PROBLEM DESCRIPTION ▸ Copy out every line of the records below without changing anything, but leave out the pictures.

[Stored data entries]
=== Begin Enclosure ===

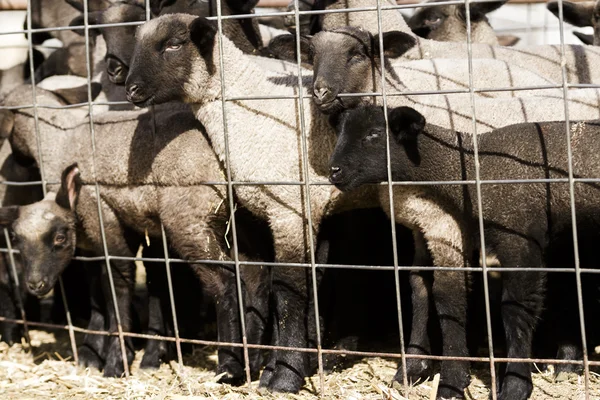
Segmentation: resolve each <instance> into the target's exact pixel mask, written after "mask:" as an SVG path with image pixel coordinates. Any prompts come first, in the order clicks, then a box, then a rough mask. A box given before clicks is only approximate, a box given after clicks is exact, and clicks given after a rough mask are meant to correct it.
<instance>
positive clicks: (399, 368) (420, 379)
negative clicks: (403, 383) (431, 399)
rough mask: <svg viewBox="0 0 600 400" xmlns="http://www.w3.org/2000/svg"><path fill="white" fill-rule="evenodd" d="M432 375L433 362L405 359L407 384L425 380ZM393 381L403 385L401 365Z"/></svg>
mask: <svg viewBox="0 0 600 400" xmlns="http://www.w3.org/2000/svg"><path fill="white" fill-rule="evenodd" d="M432 374H433V361H432V360H426V359H424V358H407V359H406V378H407V379H408V383H415V382H417V381H419V380H425V379H426V378H428V377H430V376H431V375H432ZM394 380H395V381H397V382H399V383H404V374H403V373H402V363H400V365H399V368H398V371H396V375H394Z"/></svg>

=== End Enclosure ===

EXERCISE RESPONSE ▸
Segmentation: resolve each <instance> into the target's exact pixel mask, written after "mask:" as an SVG path with image pixel coordinates. Any prompts come first, in the order clicks, then a box, then a rough mask. A box given before clicks is only approximate, a box given after clicks is exact, and clicks given after a rough mask are meant to correct it.
<instance>
positive clicks: (399, 368) (420, 379)
negative clicks: (403, 383) (431, 399)
rough mask: <svg viewBox="0 0 600 400" xmlns="http://www.w3.org/2000/svg"><path fill="white" fill-rule="evenodd" d="M432 375L433 362L405 359L407 384L425 380ZM393 381L403 385L401 365Z"/></svg>
mask: <svg viewBox="0 0 600 400" xmlns="http://www.w3.org/2000/svg"><path fill="white" fill-rule="evenodd" d="M432 374H433V361H432V360H426V359H424V358H407V359H406V378H407V379H408V383H415V382H417V381H419V380H425V379H426V378H428V377H430V376H431V375H432ZM394 380H395V381H397V382H399V383H404V374H403V373H402V363H400V365H399V368H398V371H396V375H394Z"/></svg>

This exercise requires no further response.